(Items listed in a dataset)
------------------------------------------------

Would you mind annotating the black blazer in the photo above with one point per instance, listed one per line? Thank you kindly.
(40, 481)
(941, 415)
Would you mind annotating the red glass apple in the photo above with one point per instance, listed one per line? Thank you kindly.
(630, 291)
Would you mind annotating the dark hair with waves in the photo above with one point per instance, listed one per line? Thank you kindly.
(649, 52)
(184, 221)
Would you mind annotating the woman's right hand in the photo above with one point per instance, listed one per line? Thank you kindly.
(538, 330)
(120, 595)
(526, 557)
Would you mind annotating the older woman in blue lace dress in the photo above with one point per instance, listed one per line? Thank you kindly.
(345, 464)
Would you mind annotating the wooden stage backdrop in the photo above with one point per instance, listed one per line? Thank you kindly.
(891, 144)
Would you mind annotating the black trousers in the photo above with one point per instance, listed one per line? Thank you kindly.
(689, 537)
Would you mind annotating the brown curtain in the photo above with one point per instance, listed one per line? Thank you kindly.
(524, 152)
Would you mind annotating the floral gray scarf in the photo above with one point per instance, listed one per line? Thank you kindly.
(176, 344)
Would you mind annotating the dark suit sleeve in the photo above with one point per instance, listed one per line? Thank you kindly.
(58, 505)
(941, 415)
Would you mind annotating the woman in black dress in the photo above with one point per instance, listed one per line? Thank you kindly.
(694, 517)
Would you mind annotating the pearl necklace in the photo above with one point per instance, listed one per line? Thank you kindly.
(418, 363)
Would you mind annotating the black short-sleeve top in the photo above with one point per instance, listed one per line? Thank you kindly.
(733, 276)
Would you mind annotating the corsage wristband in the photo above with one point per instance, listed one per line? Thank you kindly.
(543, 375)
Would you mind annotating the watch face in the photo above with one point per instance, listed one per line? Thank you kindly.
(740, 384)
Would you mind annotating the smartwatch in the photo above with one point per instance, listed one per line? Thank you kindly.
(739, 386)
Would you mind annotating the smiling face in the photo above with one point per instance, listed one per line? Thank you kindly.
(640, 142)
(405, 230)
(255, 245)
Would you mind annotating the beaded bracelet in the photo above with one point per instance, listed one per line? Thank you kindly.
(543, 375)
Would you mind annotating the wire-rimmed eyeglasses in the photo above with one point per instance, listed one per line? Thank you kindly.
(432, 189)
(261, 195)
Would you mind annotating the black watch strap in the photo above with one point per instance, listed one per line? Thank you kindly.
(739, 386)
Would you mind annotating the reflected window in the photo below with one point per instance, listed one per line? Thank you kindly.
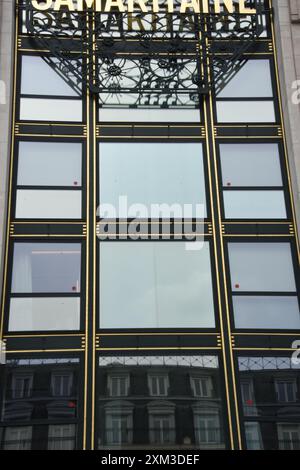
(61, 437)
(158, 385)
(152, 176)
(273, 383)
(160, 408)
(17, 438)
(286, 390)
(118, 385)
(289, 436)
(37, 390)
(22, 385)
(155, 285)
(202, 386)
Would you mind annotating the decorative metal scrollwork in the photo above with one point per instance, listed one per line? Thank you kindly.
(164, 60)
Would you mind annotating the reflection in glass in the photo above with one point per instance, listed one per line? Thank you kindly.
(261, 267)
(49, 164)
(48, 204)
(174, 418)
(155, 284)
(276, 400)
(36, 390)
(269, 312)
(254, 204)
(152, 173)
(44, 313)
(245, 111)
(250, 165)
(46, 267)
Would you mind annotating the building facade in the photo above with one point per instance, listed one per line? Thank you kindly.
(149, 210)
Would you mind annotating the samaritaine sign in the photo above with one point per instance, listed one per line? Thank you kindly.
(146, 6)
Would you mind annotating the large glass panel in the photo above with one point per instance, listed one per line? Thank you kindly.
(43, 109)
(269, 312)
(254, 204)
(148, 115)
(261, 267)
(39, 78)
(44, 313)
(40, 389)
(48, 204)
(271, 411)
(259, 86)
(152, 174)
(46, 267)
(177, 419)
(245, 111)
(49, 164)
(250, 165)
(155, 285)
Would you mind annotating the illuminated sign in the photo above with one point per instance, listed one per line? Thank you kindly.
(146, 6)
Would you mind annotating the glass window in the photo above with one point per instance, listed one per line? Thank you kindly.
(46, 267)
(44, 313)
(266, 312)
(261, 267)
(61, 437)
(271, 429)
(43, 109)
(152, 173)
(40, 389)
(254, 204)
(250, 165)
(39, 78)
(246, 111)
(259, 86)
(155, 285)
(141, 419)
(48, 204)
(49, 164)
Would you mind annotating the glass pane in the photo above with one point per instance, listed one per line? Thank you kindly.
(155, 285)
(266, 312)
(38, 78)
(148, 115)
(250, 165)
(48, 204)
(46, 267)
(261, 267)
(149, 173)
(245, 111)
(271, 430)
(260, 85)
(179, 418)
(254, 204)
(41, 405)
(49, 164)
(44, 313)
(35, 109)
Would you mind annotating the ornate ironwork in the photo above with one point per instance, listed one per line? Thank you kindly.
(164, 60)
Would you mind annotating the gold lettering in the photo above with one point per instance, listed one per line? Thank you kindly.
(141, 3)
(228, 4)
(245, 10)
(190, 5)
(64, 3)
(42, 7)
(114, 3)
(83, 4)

------------------------------------------------

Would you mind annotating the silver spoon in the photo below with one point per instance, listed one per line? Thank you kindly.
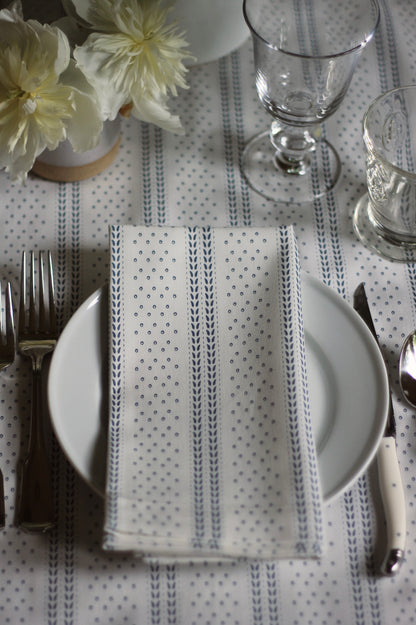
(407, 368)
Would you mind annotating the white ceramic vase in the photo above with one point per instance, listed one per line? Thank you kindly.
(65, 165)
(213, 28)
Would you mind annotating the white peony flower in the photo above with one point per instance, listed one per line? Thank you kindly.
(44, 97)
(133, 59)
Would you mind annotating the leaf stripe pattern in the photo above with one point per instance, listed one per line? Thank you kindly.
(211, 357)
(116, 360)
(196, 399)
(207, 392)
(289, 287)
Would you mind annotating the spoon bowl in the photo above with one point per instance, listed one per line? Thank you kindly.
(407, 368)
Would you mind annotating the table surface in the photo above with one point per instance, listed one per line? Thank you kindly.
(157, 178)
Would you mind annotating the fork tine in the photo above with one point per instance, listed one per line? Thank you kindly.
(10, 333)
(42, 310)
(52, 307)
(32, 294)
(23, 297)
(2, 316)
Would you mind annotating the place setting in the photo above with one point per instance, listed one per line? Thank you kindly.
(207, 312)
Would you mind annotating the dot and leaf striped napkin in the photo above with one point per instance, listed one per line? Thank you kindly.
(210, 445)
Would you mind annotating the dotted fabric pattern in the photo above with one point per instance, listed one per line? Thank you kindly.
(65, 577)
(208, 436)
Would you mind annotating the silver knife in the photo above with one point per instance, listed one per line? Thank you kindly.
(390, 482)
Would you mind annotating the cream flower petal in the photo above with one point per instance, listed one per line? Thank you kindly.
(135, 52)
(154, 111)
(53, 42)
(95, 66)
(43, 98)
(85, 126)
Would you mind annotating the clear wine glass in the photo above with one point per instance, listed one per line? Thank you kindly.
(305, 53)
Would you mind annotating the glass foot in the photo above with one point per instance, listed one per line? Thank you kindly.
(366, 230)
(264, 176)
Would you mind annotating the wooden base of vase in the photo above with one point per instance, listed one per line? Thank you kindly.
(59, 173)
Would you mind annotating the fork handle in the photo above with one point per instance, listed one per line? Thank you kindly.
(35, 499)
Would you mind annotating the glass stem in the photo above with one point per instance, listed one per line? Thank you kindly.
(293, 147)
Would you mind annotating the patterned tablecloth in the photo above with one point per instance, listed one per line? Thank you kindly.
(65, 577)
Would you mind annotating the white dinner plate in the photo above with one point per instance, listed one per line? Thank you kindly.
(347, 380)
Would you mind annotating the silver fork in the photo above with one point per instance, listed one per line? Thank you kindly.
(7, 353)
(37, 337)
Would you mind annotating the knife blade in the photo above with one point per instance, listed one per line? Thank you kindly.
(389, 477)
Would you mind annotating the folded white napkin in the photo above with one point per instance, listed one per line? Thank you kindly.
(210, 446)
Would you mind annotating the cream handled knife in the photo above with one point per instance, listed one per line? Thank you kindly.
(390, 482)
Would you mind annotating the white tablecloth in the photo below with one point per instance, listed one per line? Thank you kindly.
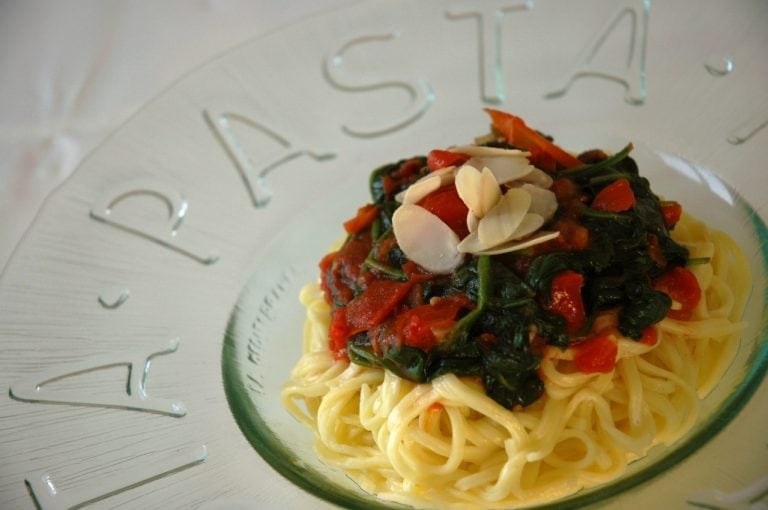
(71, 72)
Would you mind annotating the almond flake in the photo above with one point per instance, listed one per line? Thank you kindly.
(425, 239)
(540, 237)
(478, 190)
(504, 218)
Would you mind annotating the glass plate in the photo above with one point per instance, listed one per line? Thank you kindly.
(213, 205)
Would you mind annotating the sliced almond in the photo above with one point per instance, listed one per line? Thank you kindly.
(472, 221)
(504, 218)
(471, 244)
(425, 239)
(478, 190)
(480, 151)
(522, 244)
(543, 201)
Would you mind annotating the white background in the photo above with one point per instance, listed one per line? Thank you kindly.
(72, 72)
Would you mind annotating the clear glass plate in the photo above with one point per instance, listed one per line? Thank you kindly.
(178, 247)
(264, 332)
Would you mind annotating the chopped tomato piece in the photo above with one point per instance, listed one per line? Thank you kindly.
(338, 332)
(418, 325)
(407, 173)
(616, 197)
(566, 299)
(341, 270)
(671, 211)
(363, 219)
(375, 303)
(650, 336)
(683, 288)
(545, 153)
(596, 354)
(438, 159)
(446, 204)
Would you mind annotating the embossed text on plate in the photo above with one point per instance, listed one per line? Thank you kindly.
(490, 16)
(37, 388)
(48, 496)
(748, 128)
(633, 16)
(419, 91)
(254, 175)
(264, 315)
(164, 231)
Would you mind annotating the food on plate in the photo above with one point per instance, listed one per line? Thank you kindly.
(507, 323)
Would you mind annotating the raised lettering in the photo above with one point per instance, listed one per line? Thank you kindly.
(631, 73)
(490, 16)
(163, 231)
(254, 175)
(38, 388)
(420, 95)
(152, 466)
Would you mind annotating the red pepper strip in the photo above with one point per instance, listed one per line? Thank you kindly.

------------------------------------------------

= THE TASK =
In the data above, retype exactly and only the lines between the one holding "Would you mind annotating the raised" and the one holding "Would you mind annotating the red pepper", inclusive.

= ANSWER SPACE =
Would you mind annotating the raised lettering in the photo above with one point per instance, listed one per line? Thank you kindly.
(631, 73)
(490, 16)
(163, 231)
(254, 175)
(38, 388)
(420, 95)
(152, 466)
Would you mind annotating the red pepper strip in the photo above with one point per instance, listed one per line? Thank you kindly.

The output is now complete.